■ **SET EXERCISE**: From the entries below, extract every line that contains the string "building" and reproduce each such line unchanged.

■ **RECORDS FOR THE TASK**:
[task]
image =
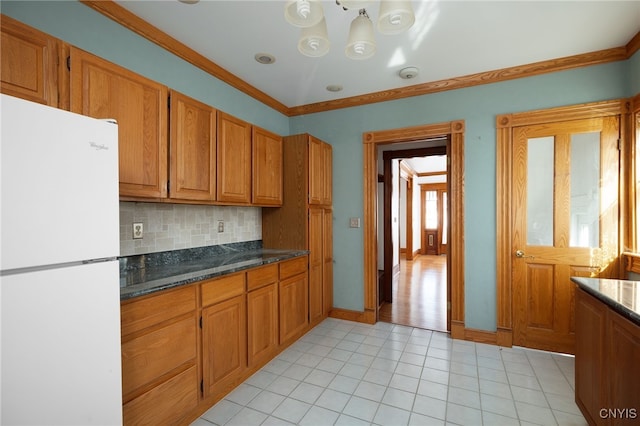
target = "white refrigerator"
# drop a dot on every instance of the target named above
(59, 276)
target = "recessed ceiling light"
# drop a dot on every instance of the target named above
(264, 58)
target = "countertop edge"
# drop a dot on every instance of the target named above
(151, 287)
(629, 314)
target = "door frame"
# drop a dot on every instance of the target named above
(454, 130)
(504, 174)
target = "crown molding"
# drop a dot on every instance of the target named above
(127, 19)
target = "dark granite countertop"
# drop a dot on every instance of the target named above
(623, 296)
(149, 273)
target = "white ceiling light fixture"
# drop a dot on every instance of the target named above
(303, 13)
(361, 43)
(395, 16)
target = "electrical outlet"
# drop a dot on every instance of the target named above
(138, 229)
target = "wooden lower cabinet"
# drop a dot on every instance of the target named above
(224, 344)
(185, 349)
(607, 369)
(294, 296)
(591, 320)
(164, 404)
(262, 314)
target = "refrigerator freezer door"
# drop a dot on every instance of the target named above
(61, 347)
(59, 186)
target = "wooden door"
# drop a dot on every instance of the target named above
(192, 149)
(316, 264)
(267, 168)
(29, 60)
(224, 343)
(101, 89)
(565, 223)
(234, 160)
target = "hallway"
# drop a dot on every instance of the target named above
(419, 294)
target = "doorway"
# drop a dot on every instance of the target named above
(454, 132)
(413, 289)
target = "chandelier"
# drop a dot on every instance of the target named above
(395, 16)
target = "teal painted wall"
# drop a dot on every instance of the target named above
(478, 106)
(87, 29)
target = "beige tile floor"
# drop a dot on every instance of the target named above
(347, 373)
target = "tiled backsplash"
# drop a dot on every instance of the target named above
(180, 226)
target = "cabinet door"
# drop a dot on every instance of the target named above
(294, 311)
(192, 149)
(623, 368)
(29, 61)
(234, 160)
(101, 89)
(224, 343)
(267, 168)
(591, 321)
(316, 265)
(316, 171)
(327, 184)
(262, 324)
(327, 272)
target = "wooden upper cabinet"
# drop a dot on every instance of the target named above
(267, 168)
(327, 168)
(234, 160)
(29, 60)
(192, 149)
(102, 89)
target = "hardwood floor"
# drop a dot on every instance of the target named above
(419, 294)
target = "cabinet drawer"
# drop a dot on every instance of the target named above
(149, 356)
(262, 276)
(219, 289)
(293, 267)
(166, 403)
(136, 314)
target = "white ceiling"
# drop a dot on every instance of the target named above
(449, 39)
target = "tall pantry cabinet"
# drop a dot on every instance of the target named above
(305, 220)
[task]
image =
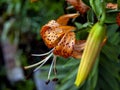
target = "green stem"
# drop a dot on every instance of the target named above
(102, 19)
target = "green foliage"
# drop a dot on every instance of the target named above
(21, 22)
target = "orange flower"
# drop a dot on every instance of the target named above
(79, 5)
(61, 38)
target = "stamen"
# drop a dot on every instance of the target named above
(43, 53)
(54, 59)
(33, 65)
(45, 60)
(50, 69)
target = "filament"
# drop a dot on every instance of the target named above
(50, 69)
(54, 59)
(43, 53)
(33, 65)
(45, 60)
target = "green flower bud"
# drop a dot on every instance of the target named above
(91, 51)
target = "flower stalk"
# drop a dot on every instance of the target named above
(91, 51)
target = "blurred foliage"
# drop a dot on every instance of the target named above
(21, 20)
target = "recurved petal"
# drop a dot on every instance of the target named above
(65, 46)
(63, 20)
(51, 34)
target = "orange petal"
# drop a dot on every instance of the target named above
(51, 33)
(65, 46)
(63, 20)
(79, 5)
(67, 28)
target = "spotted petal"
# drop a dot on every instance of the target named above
(65, 46)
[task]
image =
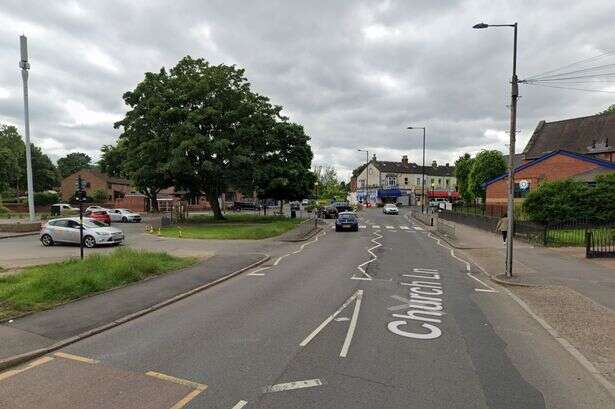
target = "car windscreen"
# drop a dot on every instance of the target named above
(93, 224)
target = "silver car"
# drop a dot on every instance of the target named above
(66, 230)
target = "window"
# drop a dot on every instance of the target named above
(521, 193)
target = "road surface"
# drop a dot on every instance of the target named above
(382, 318)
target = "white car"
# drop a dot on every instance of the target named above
(390, 209)
(66, 230)
(124, 216)
(95, 209)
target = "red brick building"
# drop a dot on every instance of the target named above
(558, 165)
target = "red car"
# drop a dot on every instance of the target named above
(100, 215)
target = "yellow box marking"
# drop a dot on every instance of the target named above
(31, 365)
(198, 387)
(76, 358)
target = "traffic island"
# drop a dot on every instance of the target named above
(36, 334)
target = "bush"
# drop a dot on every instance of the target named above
(45, 198)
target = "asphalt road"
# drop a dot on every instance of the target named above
(410, 329)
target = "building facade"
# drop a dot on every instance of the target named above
(400, 182)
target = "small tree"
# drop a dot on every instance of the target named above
(463, 166)
(486, 166)
(99, 196)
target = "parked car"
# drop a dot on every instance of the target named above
(238, 206)
(124, 216)
(62, 208)
(94, 207)
(347, 221)
(342, 206)
(100, 215)
(390, 208)
(66, 230)
(328, 212)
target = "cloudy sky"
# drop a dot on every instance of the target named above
(354, 73)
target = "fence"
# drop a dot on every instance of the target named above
(600, 242)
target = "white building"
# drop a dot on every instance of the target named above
(400, 182)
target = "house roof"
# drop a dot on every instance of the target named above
(586, 158)
(585, 135)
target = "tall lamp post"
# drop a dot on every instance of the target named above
(366, 174)
(25, 66)
(514, 95)
(423, 169)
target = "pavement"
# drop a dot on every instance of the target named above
(383, 318)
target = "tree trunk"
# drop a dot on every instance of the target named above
(215, 205)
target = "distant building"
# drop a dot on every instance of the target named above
(391, 182)
(113, 187)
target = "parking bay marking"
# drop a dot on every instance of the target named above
(358, 295)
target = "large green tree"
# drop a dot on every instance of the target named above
(73, 162)
(487, 165)
(463, 166)
(283, 172)
(145, 143)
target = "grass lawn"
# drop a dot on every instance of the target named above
(235, 227)
(42, 287)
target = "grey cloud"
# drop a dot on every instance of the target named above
(354, 73)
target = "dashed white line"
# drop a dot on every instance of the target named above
(309, 383)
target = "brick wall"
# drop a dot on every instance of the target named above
(557, 167)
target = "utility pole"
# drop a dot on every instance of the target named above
(514, 95)
(25, 66)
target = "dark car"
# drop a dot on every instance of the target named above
(329, 212)
(347, 221)
(238, 206)
(342, 207)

■ **WRITTEN ANSWER**:
target = "red brick building"
target = "building facade"
target = "white building"
target = "distant building"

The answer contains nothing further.